## Task goal
Quote every line of the listing below verbatim.

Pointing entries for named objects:

## begin

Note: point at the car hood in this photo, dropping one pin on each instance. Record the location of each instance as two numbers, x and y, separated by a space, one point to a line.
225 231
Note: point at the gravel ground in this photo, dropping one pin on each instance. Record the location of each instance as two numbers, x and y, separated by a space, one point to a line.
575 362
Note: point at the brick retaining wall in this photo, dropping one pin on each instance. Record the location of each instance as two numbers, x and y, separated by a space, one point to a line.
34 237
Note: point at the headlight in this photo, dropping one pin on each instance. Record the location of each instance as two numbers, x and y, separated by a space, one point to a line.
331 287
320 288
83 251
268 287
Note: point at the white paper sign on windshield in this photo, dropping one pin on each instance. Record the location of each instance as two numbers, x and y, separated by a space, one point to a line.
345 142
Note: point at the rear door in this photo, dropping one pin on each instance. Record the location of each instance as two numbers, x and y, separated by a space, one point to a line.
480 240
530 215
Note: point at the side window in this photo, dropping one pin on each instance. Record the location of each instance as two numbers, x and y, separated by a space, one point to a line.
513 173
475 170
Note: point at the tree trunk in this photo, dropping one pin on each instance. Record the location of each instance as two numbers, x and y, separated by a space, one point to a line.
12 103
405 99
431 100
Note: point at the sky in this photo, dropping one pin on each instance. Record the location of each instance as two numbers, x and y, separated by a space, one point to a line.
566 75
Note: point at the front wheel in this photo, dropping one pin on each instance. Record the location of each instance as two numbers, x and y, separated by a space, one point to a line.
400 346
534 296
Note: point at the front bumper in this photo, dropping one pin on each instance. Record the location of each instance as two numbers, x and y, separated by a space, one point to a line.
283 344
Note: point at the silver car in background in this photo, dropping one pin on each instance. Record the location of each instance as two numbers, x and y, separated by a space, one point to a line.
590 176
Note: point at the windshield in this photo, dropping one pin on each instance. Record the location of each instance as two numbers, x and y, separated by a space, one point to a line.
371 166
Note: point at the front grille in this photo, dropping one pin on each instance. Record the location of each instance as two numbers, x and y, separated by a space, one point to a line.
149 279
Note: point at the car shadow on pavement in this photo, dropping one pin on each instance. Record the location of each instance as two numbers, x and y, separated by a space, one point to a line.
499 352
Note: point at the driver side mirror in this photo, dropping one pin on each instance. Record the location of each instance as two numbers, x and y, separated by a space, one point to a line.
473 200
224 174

## end

## Written solution
Note: point at the car hood in this photo, dropping one pin on each instance. Record the location of each instance as two numbers, x and y, separated by a space, one point to a line.
225 231
Note: point at the gravel ground in this photo, dropping one pin on each instance. Record the location of each instance as two numbers, x and y, separated by a space, one point to a line.
575 362
Note: point at the brick retaining wall in this photo, dropping one pin on each instance. Record the location of each instance as two numbers, x and y, separated by a space, one point to a line.
34 237
Note: point at the headlight in this photo, dropping one pin on each instance. Record the location of each instance as two numbers, x and y, separated by a space, one point to a line.
331 287
320 288
83 251
268 287
Note: point at the white paper sign on windshield in this photo, dropping one pin on each instance. Record the location of each instance as two numbers, x and y, separated by a space, one point to a line.
345 142
Note: point at the rear door in this photo, dropping one pin on each instance. Record the location of each instance as two numbers, x and y, separated by a space, one point to a line.
480 240
530 215
Note: point at the side window in this photo, dropping one pin on each instance. Record the location of each instance as two numbers, x and y, separated by a space, one point to a line.
513 173
475 170
Note: point at the tree trunk in this photo, dropping one pin on each instance. Record the location of each instance as two numbers, x and y, separated by a space, one point to a line.
12 103
405 99
431 100
Note: point at the sky in this photo, dropping one pin on each instance. Record the location of each instance as two numbers, x and y, separated by a space, one point to a line.
566 75
Note: point at the front wheel in this photo, dropping one pin on each instance. Record the location of each instance as two numbers, x and y, separated by a space, one point to a line.
400 346
534 296
Note: point at the front bumper in this photo, dropping one pin on each instance. Record the location of each instance as two numbers, x and y, separated by a space, one point to a line.
283 344
Note: point at the silver car in background in this photo, dropping one pin on each instance. Record the location of each instance as two numbers, x and y, separated by a space, one point to a line.
590 176
Note: point at the windshield in this photo, dropping one pin on each instance. Record the location of each instance as two numbers, x and y, separated by a space, one point to a line.
371 166
Note: point at the front grille in this photo, dropping one pin on each instance. Record the location of each instance as two numbers, x and y, separated by a space, one point to a line.
149 279
Note: point at the car shadow on pavement in this photo, dropping one pin on each instance. Record the location of each instance as two numbers, x and y, separated by a space, one point to a line.
499 352
Note: point at the driver side mirror in this photo, dropping one pin on each instance. Record the location of each instance as two numbers, x and y, separated by a space, one point to a line.
473 200
224 174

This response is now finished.